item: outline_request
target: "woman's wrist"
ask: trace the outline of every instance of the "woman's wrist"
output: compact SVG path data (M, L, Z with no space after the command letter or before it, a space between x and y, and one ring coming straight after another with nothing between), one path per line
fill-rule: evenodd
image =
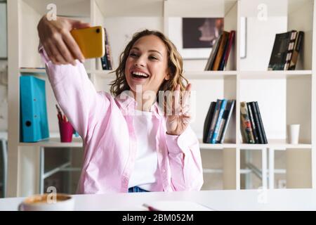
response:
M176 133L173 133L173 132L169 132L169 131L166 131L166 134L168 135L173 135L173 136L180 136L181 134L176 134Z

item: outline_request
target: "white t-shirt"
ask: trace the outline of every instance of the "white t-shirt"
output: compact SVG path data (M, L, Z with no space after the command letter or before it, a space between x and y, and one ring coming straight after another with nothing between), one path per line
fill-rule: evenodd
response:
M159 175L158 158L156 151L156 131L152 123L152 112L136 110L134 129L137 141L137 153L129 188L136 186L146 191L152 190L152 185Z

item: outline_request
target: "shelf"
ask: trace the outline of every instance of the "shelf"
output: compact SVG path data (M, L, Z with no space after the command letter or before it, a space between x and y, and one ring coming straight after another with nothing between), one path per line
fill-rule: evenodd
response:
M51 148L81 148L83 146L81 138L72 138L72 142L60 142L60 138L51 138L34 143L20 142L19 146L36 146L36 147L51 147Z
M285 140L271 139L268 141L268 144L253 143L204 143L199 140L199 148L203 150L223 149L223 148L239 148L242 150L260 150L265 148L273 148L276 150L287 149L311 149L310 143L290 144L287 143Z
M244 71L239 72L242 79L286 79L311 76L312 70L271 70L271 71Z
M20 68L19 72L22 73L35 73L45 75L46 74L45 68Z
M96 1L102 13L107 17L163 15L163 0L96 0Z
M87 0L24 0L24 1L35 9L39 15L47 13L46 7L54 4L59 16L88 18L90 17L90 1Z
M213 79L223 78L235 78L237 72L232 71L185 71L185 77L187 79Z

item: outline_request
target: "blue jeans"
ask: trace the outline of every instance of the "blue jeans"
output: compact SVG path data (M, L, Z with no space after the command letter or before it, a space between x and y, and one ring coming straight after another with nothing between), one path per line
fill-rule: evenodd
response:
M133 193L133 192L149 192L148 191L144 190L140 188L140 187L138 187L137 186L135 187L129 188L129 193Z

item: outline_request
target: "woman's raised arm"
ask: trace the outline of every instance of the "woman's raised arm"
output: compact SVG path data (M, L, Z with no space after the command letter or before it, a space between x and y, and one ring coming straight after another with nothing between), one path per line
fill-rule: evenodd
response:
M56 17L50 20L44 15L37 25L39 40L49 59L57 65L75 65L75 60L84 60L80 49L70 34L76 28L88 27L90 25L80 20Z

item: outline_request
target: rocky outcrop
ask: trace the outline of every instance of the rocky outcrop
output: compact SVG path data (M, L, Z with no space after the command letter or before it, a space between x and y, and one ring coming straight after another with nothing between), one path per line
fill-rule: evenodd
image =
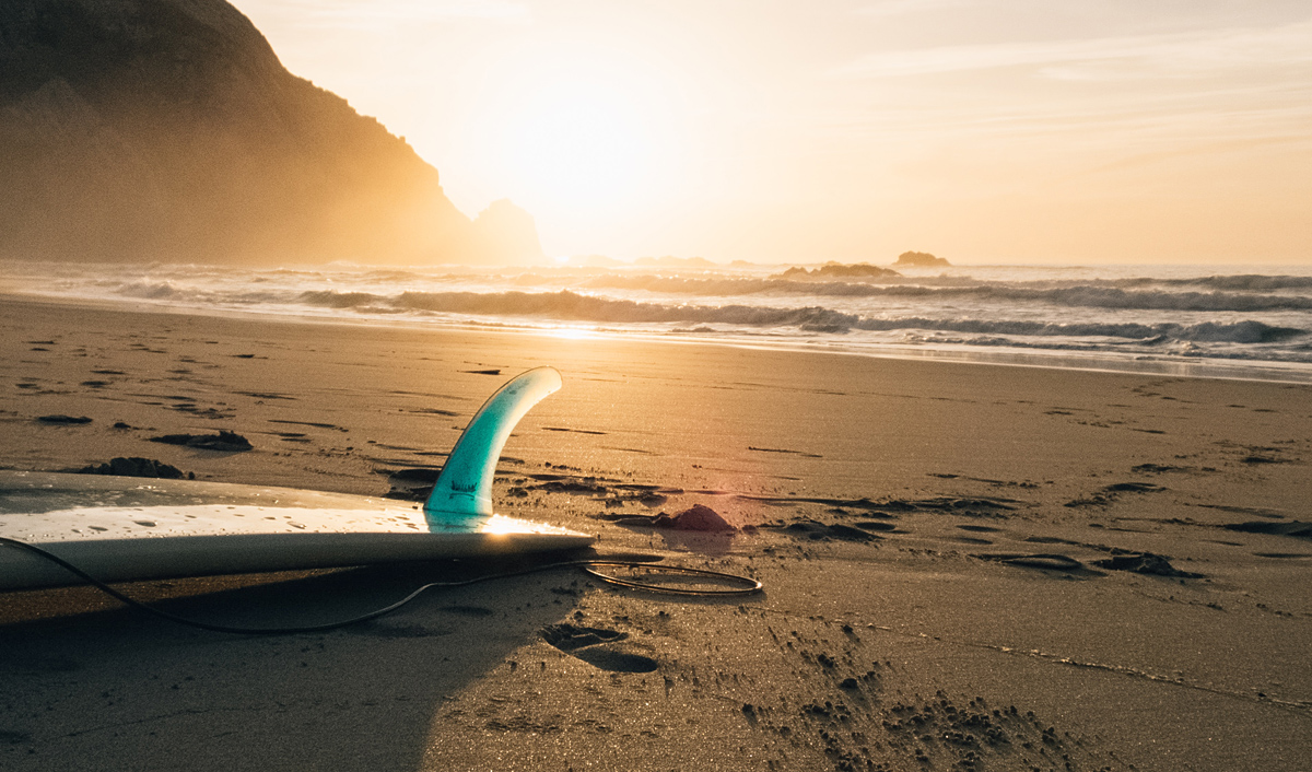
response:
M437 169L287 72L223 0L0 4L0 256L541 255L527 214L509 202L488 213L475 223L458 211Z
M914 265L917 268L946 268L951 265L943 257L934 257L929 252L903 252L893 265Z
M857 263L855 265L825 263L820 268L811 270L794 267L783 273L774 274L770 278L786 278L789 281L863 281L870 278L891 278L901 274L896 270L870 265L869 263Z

→ **Task requirements**
Write out the whole listing above again, substituting "draw" for every "trace" and changing nothing else. Leave the pictures out.

→ **Exercise response**
item: outline_request
target: "woman's wrist"
ask: draw the outline of every instance of the "woman's wrist"
output: compact SVG path data (M, L, Z with no space after the command letter or before it, a space between x and y, and one ring coming straight after another with nothing between), one path per line
fill-rule: evenodd
image =
response:
M176 133L173 133L173 132L169 132L169 131L166 131L166 134L168 135L173 135L173 136L180 136L181 134L176 134Z

item: outline_request
target: "white t-shirt"
ask: draw the outline of every instance of the "white t-shirt"
output: compact SVG path data (M, L, Z with no space after the command letter or before it, a space between x and y, and one ring coming straight after another with nothing between), one path per line
fill-rule: evenodd
response:
M159 175L158 158L156 151L156 131L152 123L152 112L136 110L134 129L137 141L137 153L129 188L136 186L146 191L152 190L152 185Z

item: outline_request
target: "shelf"
ask: draw the outline of every instance of the "shelf"
output: compact SVG path data (M, L, Z with no space after the command letter or before it, a space between x and y, and one ring coming straight after another with nothing between), one path per line
fill-rule: evenodd
response:
M51 148L81 148L83 146L81 138L72 138L72 142L60 142L60 138L51 138L34 143L20 142L19 146L36 146L36 147L51 147Z
M285 140L271 139L268 141L268 144L253 143L204 143L199 140L199 148L203 150L223 149L223 148L239 148L242 150L260 150L265 148L273 148L276 150L287 149L311 149L310 143L290 144L287 143Z
M244 71L239 72L242 79L286 79L311 76L312 70L271 70L271 71Z
M20 68L19 72L22 73L35 73L45 75L46 74L45 68Z
M96 1L102 13L107 17L163 15L163 0L96 0Z
M87 0L24 0L24 1L35 9L39 15L47 13L46 7L54 4L59 16L88 18L90 17L90 1Z
M213 79L223 78L235 78L237 72L232 71L185 71L185 77L187 79Z

item: outline_request
target: "blue jeans"
ask: draw the outline of every instance of the "blue jeans"
output: compact SVG path data (M, L, Z with no space after the command letter or before it, a space between x and y, and one ring coming straight after another with nothing between), one path per line
fill-rule: evenodd
response:
M133 193L133 192L149 192L148 191L144 190L140 188L140 187L138 187L137 186L135 187L129 188L129 193Z

item: outline_request
target: "woman's raised arm"
ask: draw the outline of every instance of the "woman's raised arm"
output: compact SVG path data (M, L, Z with no space after the command letter or before it, a space between x and y, and one ring coming straight after another with nothing between), one path per line
fill-rule: evenodd
response:
M56 17L50 20L44 15L37 25L39 40L49 59L57 65L75 65L75 60L84 60L80 49L70 34L76 28L88 27L90 25L80 20Z

item: outline_request
target: rocky outcrop
ask: draw the outline of every instance of the rocky outcrop
output: compact SVG path data (M, L, Z with no space after the command letter or before it, a space between x and y, and one ring coming straight after another with nothing between), one path per line
fill-rule: evenodd
image =
response:
M437 169L287 72L223 0L0 4L0 256L541 255L527 214L509 202L488 213L475 223L458 211Z
M914 265L917 268L946 268L951 265L943 257L934 257L929 252L903 252L893 265Z
M857 263L855 265L825 263L820 268L811 270L794 267L783 273L774 274L770 278L786 278L789 281L863 281L870 278L891 278L901 274L896 270L870 265L869 263Z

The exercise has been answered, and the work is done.